* THE PROBLEM *
For the data below, work out how many lines contain the word "roof" and supply only that number.
───── PROVIDED RECORDS ─────
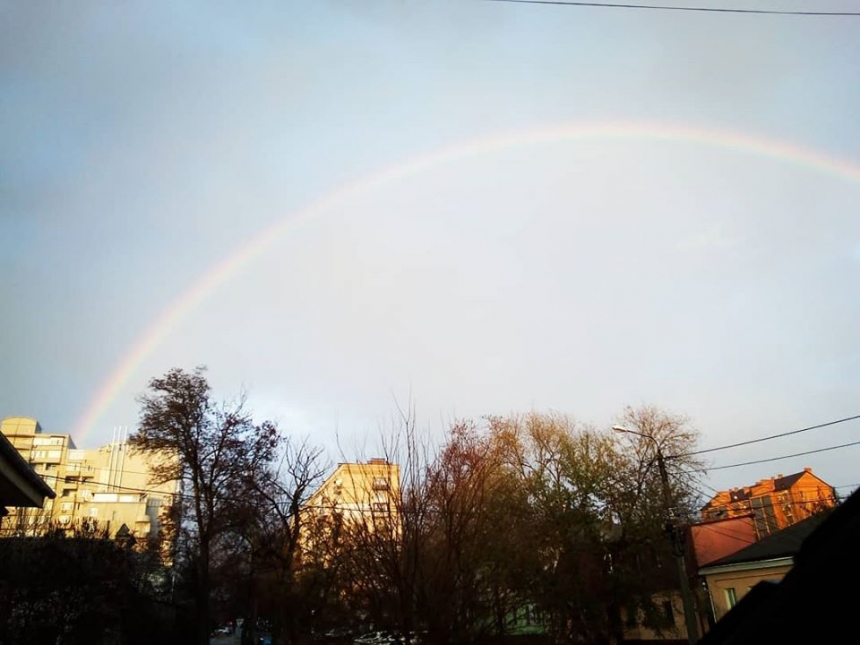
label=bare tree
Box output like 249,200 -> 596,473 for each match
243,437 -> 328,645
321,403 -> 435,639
─────
───── PROVIDED RECORDS ─────
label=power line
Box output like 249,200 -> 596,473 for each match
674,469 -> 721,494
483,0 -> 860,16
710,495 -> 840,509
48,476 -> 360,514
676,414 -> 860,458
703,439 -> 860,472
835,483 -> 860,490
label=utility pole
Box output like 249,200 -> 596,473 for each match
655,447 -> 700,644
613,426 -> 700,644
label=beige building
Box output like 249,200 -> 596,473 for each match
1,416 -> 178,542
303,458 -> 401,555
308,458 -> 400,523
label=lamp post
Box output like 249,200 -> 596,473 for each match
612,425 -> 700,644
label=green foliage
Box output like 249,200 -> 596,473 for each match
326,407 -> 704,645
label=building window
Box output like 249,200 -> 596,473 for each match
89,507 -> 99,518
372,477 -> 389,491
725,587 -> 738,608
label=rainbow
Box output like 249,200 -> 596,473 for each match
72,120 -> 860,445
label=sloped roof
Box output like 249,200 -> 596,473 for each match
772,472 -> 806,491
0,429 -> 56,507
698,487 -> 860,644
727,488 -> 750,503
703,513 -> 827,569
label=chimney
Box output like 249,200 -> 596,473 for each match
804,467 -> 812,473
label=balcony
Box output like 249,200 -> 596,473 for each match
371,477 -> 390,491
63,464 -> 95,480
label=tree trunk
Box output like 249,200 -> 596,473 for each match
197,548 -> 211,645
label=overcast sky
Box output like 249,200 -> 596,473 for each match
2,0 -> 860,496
─────
───── PROVIDED RECORDS ─────
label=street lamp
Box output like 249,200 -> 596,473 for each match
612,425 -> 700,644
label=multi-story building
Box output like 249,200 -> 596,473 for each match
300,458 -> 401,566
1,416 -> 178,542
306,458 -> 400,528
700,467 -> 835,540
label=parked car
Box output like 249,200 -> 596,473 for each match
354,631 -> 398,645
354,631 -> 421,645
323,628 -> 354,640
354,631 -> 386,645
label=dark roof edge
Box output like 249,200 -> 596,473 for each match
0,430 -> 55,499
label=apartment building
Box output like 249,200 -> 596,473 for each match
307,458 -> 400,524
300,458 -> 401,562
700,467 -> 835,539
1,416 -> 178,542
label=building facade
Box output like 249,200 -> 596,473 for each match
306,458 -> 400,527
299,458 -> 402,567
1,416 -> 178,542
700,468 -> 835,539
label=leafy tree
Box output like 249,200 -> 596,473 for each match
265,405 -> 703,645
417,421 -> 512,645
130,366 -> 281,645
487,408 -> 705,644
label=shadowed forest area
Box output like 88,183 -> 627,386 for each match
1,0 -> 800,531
─────
* SOLUTION TO THE EXERCISE *
2